■ Texte cité
****
Rabbouni
La pierre tombale roulée est à côté,
le suaire qui recouvre la tête du Seigneur, n’est pas posé
avec le linceul, c'est tout ce qu'ils ont vu et retenu. Ils ont
plutôt des têtes qui observent et qui raisonnent. Et,
ici, il n'y a rien à dire. C'est perdu, le corps. Mais l'autre
disciple qui garde encore bien des images du Maître de la
veille, il vit et crut. Le jeune entraîne ainsi le plus âgé
dans sa déduction des Ecritures, des confidences du Maître.
Le témoignage des évangiles sur la rencontre avec
le Christ au-delà de sa mort n'est pas seulement une déduction
théorique. Nous avons en tout, douze récits, deux
de Matthieu, deux de Marc, trois de Luc et quatre de Jean. Tous,
ils ont vu d'abord la disparition du corps, puis le visage rayonnant
de Jésus vivant. Les évangiles sont nés de
ces rencontres avec le Christ vivant.
C'est à la suite du récit que commence la vraie entrée
de Jésus dans l'histoire. Le Jésus de Matthieu, de
Marc, de Luc, de Jean, le Fils de l'homme, le transfiguré
sur le Thabor, le Maître qui guérit, qui ressuscite
les morts, qui dit qu'avant Abraham ne vienne, il est déjà
là, ce Jésus qui a été vu pour la première
fois par Marie Madeleine.
Il n'y a que Marie Madeleine qui reste, au lieu de retourner chez
elle, comme les deux disciples. Elle se tient debout dehors, seule,
et elle pleure. Elle est venue voir le visage de celui qu'elle aime.
Comment s'en aller sans le voir ? Et elle l'a vu. Il est transfiguré
au point qu'elle ne le reconnaît pas. L'amour plus fort que
la mort lui faire croire qu'elle peut le porter si elle le retrouve.
****
■ Extrait de données

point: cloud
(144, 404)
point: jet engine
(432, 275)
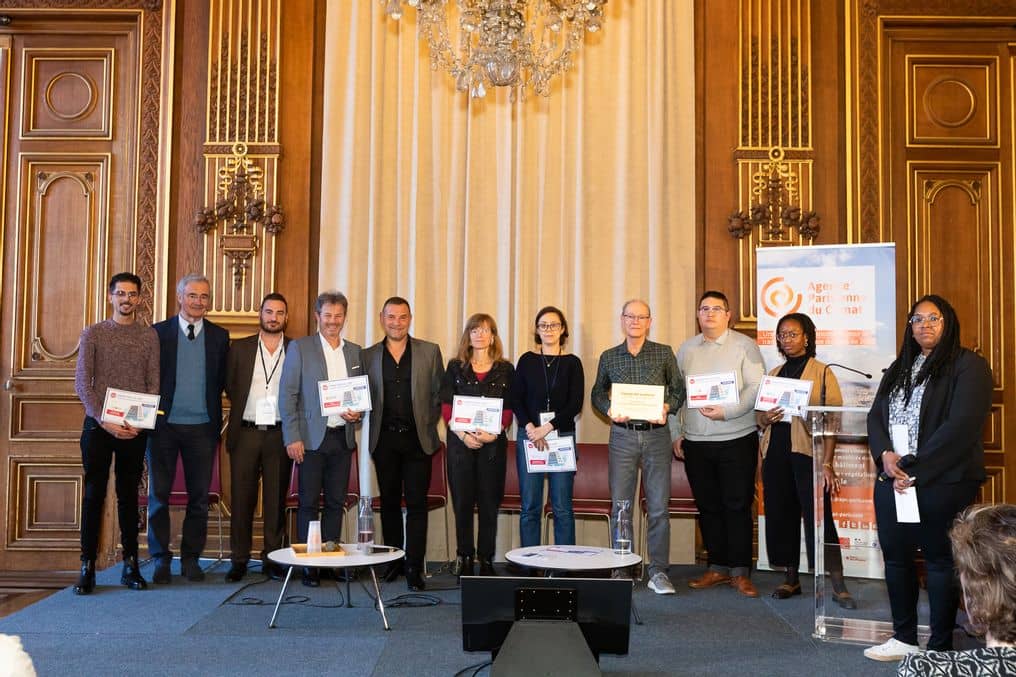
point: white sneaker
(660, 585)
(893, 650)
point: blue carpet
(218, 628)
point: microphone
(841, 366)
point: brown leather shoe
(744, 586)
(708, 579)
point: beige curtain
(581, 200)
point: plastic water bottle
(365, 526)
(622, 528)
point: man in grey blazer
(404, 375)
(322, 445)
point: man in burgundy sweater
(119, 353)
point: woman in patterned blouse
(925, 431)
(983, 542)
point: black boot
****
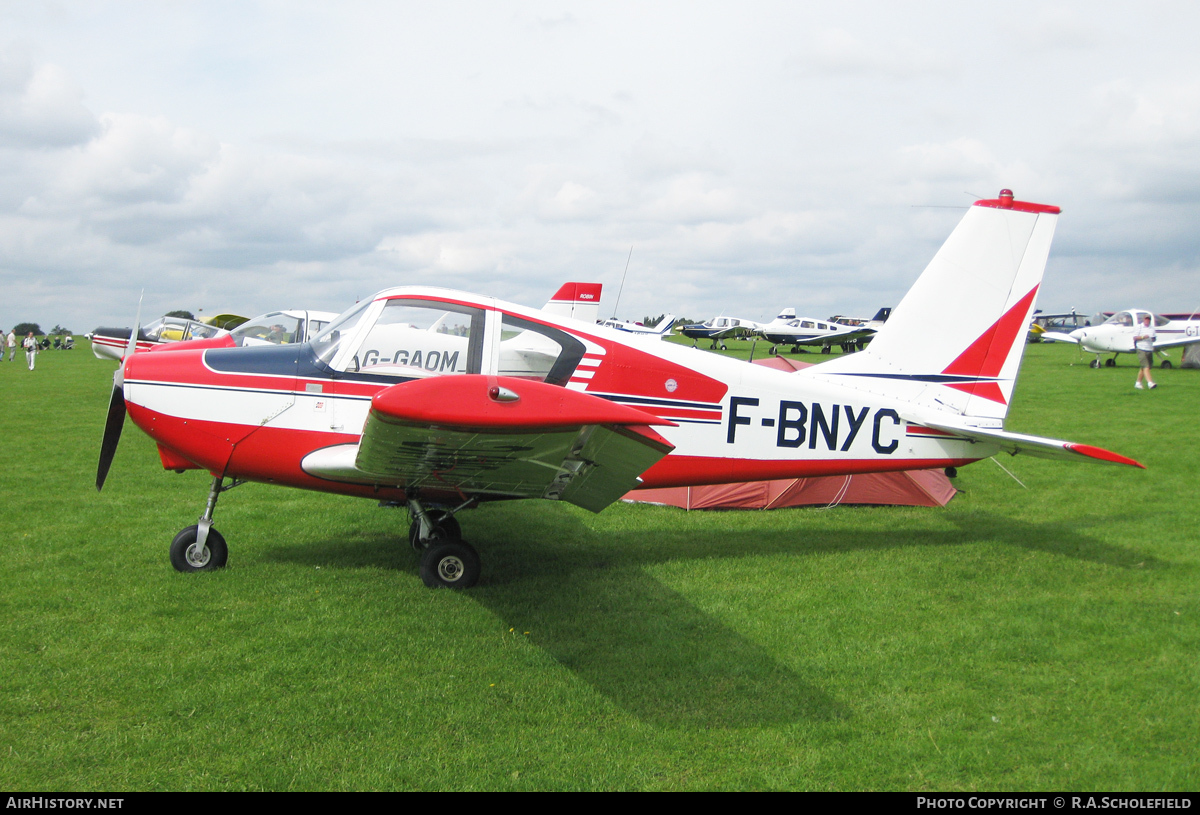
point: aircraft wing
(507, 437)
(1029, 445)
****
■ À faire
Répondez à ces questions d'après le texte cité :
(a) Qu'est-ce qui n'est pas posé avec le linceul ?
(b) Combien de récits le texte compte-t-il en tout, et combien sont de Jean ?
(c) Que fait Marie Madeleine au lieu de retourner chez elle ?

■ Réponse écrite
(a) Le suaire qui recouvre la tête du Seigneur.
(b) Douze récits en tout, dont quatre de Jean.
(c) Elle se tient debout dehors, seule, et elle pleure.